- [Recorded data]:
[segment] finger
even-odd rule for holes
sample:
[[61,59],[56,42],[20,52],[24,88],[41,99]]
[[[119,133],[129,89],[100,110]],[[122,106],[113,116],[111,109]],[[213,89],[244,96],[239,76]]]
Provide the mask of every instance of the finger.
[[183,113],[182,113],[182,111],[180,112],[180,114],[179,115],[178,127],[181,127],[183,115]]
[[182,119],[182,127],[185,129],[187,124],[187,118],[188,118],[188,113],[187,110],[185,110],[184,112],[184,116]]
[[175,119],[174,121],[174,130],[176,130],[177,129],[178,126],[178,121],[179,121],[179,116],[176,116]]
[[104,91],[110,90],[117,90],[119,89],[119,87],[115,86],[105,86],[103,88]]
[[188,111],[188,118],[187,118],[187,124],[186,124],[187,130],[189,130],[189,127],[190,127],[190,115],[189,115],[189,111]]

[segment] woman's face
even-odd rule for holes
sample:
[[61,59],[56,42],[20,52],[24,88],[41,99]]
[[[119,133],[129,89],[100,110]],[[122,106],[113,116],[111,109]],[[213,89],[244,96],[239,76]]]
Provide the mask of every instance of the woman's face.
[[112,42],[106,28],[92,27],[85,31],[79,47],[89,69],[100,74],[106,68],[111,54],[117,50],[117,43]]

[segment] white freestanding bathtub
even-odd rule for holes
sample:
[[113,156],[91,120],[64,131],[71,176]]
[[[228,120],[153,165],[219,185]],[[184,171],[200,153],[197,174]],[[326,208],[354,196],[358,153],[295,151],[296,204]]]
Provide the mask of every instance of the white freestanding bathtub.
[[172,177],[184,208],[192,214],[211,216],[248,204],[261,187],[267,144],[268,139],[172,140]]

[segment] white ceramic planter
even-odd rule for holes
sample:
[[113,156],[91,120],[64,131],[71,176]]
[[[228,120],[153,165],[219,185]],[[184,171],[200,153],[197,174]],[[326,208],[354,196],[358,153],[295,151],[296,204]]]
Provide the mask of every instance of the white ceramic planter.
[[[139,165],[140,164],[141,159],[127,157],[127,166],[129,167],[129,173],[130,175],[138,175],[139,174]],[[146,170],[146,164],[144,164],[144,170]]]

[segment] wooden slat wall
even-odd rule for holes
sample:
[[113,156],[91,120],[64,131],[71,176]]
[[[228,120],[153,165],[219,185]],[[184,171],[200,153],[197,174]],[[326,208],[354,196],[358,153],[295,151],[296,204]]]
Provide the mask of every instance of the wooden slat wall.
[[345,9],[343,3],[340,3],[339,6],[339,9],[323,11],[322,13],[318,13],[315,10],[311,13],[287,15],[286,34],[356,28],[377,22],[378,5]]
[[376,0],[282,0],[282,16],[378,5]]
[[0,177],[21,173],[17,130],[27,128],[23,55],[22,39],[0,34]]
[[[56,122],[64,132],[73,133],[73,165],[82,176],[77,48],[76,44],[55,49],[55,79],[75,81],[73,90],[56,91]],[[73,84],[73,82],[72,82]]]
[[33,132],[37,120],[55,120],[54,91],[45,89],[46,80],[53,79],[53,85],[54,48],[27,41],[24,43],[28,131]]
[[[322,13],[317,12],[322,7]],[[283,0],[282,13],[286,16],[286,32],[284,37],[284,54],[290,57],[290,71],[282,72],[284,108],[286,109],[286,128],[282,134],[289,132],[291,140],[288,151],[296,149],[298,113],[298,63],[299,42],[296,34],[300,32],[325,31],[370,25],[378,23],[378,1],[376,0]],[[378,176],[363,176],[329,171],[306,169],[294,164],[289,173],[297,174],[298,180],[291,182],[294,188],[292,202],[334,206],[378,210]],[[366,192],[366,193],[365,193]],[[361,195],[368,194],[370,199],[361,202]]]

- [Work required]: Change each "mask" in the material above to "outline" and reproduce all of it with nothing else altered.

- [Task response]:
[segment] finger
even-odd rule for holes
sample:
[[61,59],[56,42],[20,52],[24,88],[41,99]]
[[[119,133],[129,89],[100,110]],[[122,106],[113,116],[111,109]],[[213,89],[244,96],[239,76]]]
Provide the outline of every instance of the finger.
[[183,113],[182,113],[182,111],[180,112],[180,114],[179,115],[178,127],[181,127],[183,115]]
[[182,119],[182,127],[185,129],[187,124],[187,118],[188,118],[188,113],[187,110],[185,110],[184,112],[184,116]]
[[175,119],[174,121],[174,130],[176,130],[177,129],[178,126],[178,121],[179,121],[179,116],[176,116]]
[[104,91],[110,90],[117,90],[119,89],[119,87],[115,86],[105,86],[103,88]]
[[188,111],[188,118],[187,118],[187,124],[186,124],[187,130],[189,130],[189,127],[190,127],[190,115],[189,115],[189,111]]

[segment] woman's face
even-odd rule for holes
sample:
[[61,59],[56,42],[20,52],[24,88],[41,99]]
[[[119,133],[129,89],[100,110]],[[122,106],[113,116],[111,109]],[[213,89],[244,96],[239,76]]]
Provide the outline of every instance of the woman's face.
[[112,42],[106,28],[92,27],[85,31],[79,47],[89,69],[100,74],[106,68],[111,54],[117,50],[117,43]]

[segment] white freestanding bathtub
even-odd rule for holes
sample:
[[113,156],[91,120],[64,131],[71,176]]
[[[228,120],[153,165],[219,185]],[[184,171],[200,153],[197,174]],[[326,208],[354,196],[358,153],[295,151],[296,204]]]
Provide the outline of every instance of the white freestanding bathtub.
[[172,177],[184,208],[192,214],[211,216],[248,204],[261,187],[267,144],[268,139],[172,140]]

[segment] white ceramic planter
even-odd rule for holes
sample:
[[113,156],[91,120],[64,131],[71,176]]
[[[228,120],[153,165],[219,185]],[[184,171],[200,153],[197,174]],[[326,208],[354,196],[358,153],[295,151],[296,204]]]
Provide the outline of every instance of the white ceramic planter.
[[[139,165],[140,164],[141,159],[127,157],[127,166],[129,167],[129,173],[130,175],[138,175],[139,174]],[[146,170],[146,164],[144,164],[144,170]]]

[segment] wooden slat wall
even-odd rule for holes
sample:
[[113,156],[91,120],[64,131],[71,176]]
[[[228,120],[153,165],[219,185]],[[184,171],[200,153],[197,174]],[[326,208],[354,196],[358,153],[295,151],[296,204]]]
Provide the outline of every instance of the wooden slat wall.
[[345,9],[343,3],[340,3],[339,6],[339,9],[323,11],[322,13],[318,13],[315,10],[311,13],[287,15],[286,34],[356,28],[377,22],[378,5]]
[[376,0],[282,0],[282,16],[378,5]]
[[0,177],[21,173],[17,130],[27,128],[23,55],[22,39],[0,34]]
[[[56,122],[64,132],[73,133],[73,165],[82,176],[77,48],[76,44],[55,49],[55,79],[75,81],[73,90],[56,91]],[[73,84],[73,82],[72,82]]]
[[33,132],[37,120],[55,120],[54,91],[45,89],[46,80],[53,79],[53,85],[54,48],[27,41],[24,43],[28,131]]
[[[322,13],[317,12],[322,7]],[[283,0],[282,13],[286,16],[286,32],[284,37],[284,54],[290,57],[290,71],[282,72],[284,108],[286,109],[286,128],[282,134],[289,132],[291,140],[288,151],[296,149],[298,113],[298,63],[299,42],[296,34],[300,32],[325,31],[370,25],[378,23],[378,1],[376,0]],[[378,176],[363,176],[329,171],[306,169],[294,164],[289,173],[297,174],[298,180],[291,182],[294,188],[292,202],[334,206],[378,210]],[[366,192],[366,193],[365,193]],[[361,195],[368,194],[370,199],[361,202]]]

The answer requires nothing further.